* [SELECTED EXCERPT]:
== == ==

Reactive transport under stress: Permeability evolution in deformable porous media

Reactive transport and dissolution in porous media is a fundamental process in many earth systems, including for example weathering and diagenesis of rocks, hydrocarbon recovery and CO2 sequestration. Reactive transport is a complex, nonlinear process: the transport and reactive properties and hence the rate and spatial distribution of fluid flow and reaction strongly depend on the microstructure, which in turn keeps evolving in time with the reaction. Further complexity arises due to the fact that in most geological conditions the subsurface medium is under large stress and dissolution of the solid matrix causes two simultaneous, competing effects: void space enlargement due to chemical deformation and mechanical compaction due to mechanical weakening.

== == ==

* [DATASET EXTRACT]:
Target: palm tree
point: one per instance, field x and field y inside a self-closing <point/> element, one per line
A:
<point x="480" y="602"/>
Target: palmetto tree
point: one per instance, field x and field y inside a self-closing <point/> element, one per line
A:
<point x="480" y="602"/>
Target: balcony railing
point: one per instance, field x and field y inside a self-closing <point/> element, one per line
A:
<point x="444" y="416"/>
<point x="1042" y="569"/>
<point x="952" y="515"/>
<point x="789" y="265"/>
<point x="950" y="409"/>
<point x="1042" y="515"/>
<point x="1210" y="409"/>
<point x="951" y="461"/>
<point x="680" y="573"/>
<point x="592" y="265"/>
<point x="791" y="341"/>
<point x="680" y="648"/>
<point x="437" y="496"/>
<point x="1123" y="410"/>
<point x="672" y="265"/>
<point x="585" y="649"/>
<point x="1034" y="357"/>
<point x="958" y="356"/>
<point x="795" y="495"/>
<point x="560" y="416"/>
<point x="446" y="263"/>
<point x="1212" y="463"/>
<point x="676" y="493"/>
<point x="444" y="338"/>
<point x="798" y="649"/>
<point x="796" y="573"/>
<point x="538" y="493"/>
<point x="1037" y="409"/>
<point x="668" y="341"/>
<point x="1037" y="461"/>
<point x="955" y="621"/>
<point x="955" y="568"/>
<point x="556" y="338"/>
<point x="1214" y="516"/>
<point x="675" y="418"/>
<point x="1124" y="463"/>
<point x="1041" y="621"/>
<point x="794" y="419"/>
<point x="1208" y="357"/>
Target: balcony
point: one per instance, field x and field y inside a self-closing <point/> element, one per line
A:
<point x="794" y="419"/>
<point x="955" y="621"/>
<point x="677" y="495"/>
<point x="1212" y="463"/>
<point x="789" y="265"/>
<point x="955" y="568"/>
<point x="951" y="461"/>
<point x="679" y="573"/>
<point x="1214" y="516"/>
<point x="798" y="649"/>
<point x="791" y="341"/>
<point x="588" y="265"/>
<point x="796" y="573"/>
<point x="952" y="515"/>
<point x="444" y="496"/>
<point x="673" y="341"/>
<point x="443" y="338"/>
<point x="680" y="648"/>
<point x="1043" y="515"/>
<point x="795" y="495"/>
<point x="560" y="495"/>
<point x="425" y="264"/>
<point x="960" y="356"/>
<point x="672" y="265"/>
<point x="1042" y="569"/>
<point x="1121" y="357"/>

== == ==

* [PROBLEMS AND TASKS]:
a – List every example of an earth-system process that the reactive transport text gives.
b – Copy out the reactive transport text between "Reactive transport and" and "to mechanical weakening.", inclusive.
c – In the reactive transport text, what two competing effects does dissolution of the solid matrix cause under large stress?
None of the records is needed here.

* [ANSWER SET]:
a –
- Weathering of rocks
- Diagenesis of rocks
- Hydrocarbon recovery
- CO2 sequestration

b –
Reactive transport and dissolution in porous media is a fundamental process in many earth systems, including for example weathering and diagenesis of rocks, hydrocarbon recovery and CO2 sequestration. Reactive transport is a complex, nonlinear process: the transport and reactive properties and hence the rate and spatial distribution of fluid flow and reaction strongly depend on the microstructure, which in turn keeps evolving in time with the reaction. Further complexity arises due to the fact that in most geological conditions the subsurface medium is under large stress and dissolution of the solid matrix causes two simultaneous, competing effects: void space enlargement due to chemical deformation and mechanical compaction due to mechanical weakening.

c – Void space enlargement due to chemical deformation and mechanical compaction due to mechanical weakening.